Tasks for this exercise:
a) In the Ingrezza pricing article, what is the listed price for a 30-count bottle of 40 mg capsules?
b) Continue the article on Ingrezza's pricing from its last sentence.

Page extract:
Neurocrine is out with its price for Ingrezza—and it’s even higher than some industry watchers expected.
The company has slapped a $5,275 sticker on a 30-count bottle of 40 mg capsules of the once-daily med, the first and only treatment for the involuntary movement disorder tardive dyskinesia. Multiply that by 12, and you’ve got a yearly sum of $63,300.
Neurocrine is also this year anticipating an FDA go-ahead for its 80 mg version, which it says it expects will be “priced substantially similar” to its 40 mg counterpart. The company did not respond to a request for comment by press time.
The San Diego drugmaker had recently said that it would keep its price in the previously discussed $20,000 to $60,000 range, Barclay’s analyst Geoff Meacham wrote to clients last week. Upon winning its FDA nod last month, Neurocrine said Ingrezza would be “competitively priced” with Teva’s Austedo, a newly approved Huntington’s drug that’s chasing its own TD nod.
Neurocrine’s wholesale price exceeds Teva’s, which the Israeli drugmaker set at $60,000 to undercut Huntington’s generics. But as the biotech told Meacham, it expects Teva to set Austedo’s TD price at about $70,000 per year, given the per-milligram cost and dosage in clinical trials.

Stored data:
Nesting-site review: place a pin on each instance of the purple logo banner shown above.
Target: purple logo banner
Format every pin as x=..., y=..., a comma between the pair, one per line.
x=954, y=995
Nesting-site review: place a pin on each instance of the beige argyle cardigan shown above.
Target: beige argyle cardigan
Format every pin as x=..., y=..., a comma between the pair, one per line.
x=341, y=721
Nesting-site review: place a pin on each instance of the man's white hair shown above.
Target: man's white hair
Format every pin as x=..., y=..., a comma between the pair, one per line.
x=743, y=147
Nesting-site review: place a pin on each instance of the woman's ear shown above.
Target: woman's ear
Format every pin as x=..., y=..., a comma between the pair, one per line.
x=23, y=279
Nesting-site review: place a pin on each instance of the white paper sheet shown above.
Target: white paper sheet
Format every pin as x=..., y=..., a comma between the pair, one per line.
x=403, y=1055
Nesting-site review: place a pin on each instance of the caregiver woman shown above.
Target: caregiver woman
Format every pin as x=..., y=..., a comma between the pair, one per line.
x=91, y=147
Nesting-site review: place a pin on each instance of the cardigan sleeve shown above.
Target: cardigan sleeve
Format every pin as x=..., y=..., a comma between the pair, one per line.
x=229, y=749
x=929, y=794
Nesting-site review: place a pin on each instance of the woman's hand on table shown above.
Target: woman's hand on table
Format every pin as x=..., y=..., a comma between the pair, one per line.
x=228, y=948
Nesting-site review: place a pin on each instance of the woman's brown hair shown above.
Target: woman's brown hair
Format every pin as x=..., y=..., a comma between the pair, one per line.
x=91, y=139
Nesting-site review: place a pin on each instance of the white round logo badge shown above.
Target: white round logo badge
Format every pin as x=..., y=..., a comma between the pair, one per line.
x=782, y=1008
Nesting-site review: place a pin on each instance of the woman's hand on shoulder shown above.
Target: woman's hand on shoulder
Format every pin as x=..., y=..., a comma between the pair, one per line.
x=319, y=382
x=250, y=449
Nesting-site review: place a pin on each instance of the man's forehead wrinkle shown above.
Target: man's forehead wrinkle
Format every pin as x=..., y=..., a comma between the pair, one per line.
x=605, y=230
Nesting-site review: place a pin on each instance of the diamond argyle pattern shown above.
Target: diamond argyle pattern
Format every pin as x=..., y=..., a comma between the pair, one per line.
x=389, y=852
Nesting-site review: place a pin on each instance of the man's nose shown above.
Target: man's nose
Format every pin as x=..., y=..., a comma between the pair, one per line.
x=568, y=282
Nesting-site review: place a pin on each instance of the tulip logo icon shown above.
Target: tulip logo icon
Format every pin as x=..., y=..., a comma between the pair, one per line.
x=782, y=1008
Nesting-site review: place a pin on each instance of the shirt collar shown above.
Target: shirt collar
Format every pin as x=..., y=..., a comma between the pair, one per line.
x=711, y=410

Responses in order:
a) $5,275

b)
Meanwhile, Neurocrine is busy making sure things go smoothly with payers despite Ingrezza’s high price tag. As CEO Kevin Gorman recently said in an interview, the company has been “engaging payers for quite a long time,” with a team of national account managers meeting with payers public and private, national and regional over “the last several months.”
And as management told Meacham, with commercial insurers, “prior authorization and doctor-required paperwork will likely be minimal, allowing for easy prescribing.” The company “sees more hurdles in the Medicare, Medicaid and dual-eligible populations,” though, and states with large Medicaid populations—New York and California, for example—“are likely to take the full 180 days allowed by law before providing coverage,” Meacham wrote.
Overall, Meacham and his peers expect “the hurdle of defining and building the market in TD” to keep sales modest, at least initially; Wall Street's Ingrezza expectations are “quite low for 2017,” he wrote, at just $14.5 million. Next year, though, should see “more of a ... ramp,” with consensus pegged at $105 million.
Separately, Neurocrine inked a manufacturing agreement with Patheon, it said in a regulatory filing. Under the pact, Neurocrine will supply the active pharmaceutical ingredients for Ingrezza to Patheon, which will manufacture capsules, conduct quality control and assurance, provide packaging and more.